__WHAT NEEDS TO BE DONE__
Output only the lines below that start at the line containing "Query: yellow car body" and end at the line containing "Query: auxiliary driving light", with both ends kept.

__STUDY MATERIAL__
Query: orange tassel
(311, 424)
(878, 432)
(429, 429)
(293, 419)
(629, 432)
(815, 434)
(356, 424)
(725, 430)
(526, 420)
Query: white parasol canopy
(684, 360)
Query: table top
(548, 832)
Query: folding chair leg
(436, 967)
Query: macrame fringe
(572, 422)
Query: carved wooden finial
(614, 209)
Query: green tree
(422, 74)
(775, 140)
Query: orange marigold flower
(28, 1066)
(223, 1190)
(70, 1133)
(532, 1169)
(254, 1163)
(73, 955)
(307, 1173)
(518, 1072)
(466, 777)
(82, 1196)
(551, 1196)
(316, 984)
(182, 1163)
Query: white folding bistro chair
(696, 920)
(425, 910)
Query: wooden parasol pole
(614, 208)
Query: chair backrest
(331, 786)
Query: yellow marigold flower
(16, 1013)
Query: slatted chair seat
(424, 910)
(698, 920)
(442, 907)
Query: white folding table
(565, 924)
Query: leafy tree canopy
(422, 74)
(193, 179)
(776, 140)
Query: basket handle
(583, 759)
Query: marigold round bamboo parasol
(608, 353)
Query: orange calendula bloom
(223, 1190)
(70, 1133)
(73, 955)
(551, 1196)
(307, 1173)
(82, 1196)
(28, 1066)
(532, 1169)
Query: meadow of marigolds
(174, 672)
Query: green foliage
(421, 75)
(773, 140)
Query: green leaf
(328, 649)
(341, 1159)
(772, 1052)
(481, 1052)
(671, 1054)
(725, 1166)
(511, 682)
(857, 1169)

* * *

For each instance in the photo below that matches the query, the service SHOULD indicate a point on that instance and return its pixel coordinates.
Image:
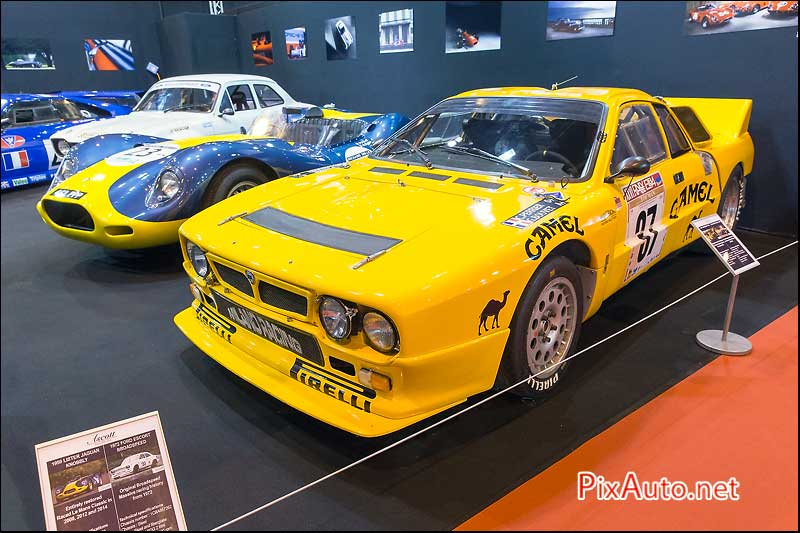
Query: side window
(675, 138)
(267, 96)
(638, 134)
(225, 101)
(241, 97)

==

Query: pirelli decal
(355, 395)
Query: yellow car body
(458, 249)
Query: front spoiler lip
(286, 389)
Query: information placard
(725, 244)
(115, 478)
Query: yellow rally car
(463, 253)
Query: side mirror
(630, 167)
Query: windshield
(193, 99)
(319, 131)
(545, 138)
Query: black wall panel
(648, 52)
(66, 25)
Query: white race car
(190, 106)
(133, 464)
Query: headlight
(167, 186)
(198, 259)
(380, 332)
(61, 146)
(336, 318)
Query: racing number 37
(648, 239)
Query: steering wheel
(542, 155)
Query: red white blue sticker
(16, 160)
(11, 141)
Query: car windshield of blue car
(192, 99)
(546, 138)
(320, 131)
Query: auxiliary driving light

__EXPECTED OUTPUT__
Query: yellow car body
(458, 249)
Query: front spoiler lip
(286, 389)
Query: information placard
(725, 244)
(115, 478)
Query: yellow rally car
(463, 253)
Query: side mirror
(630, 167)
Query: windshield
(193, 99)
(319, 131)
(545, 138)
Query: black wall panel
(648, 52)
(66, 25)
Query: white race car
(190, 106)
(133, 464)
Query: headlight
(167, 186)
(198, 259)
(380, 332)
(61, 146)
(336, 318)
Query: racing number 37
(648, 239)
Query: steering wheel
(542, 155)
Query: red white blue sticker
(16, 160)
(11, 141)
Query: car windshield of blue car
(192, 99)
(546, 138)
(320, 131)
Query: auxiliary driving light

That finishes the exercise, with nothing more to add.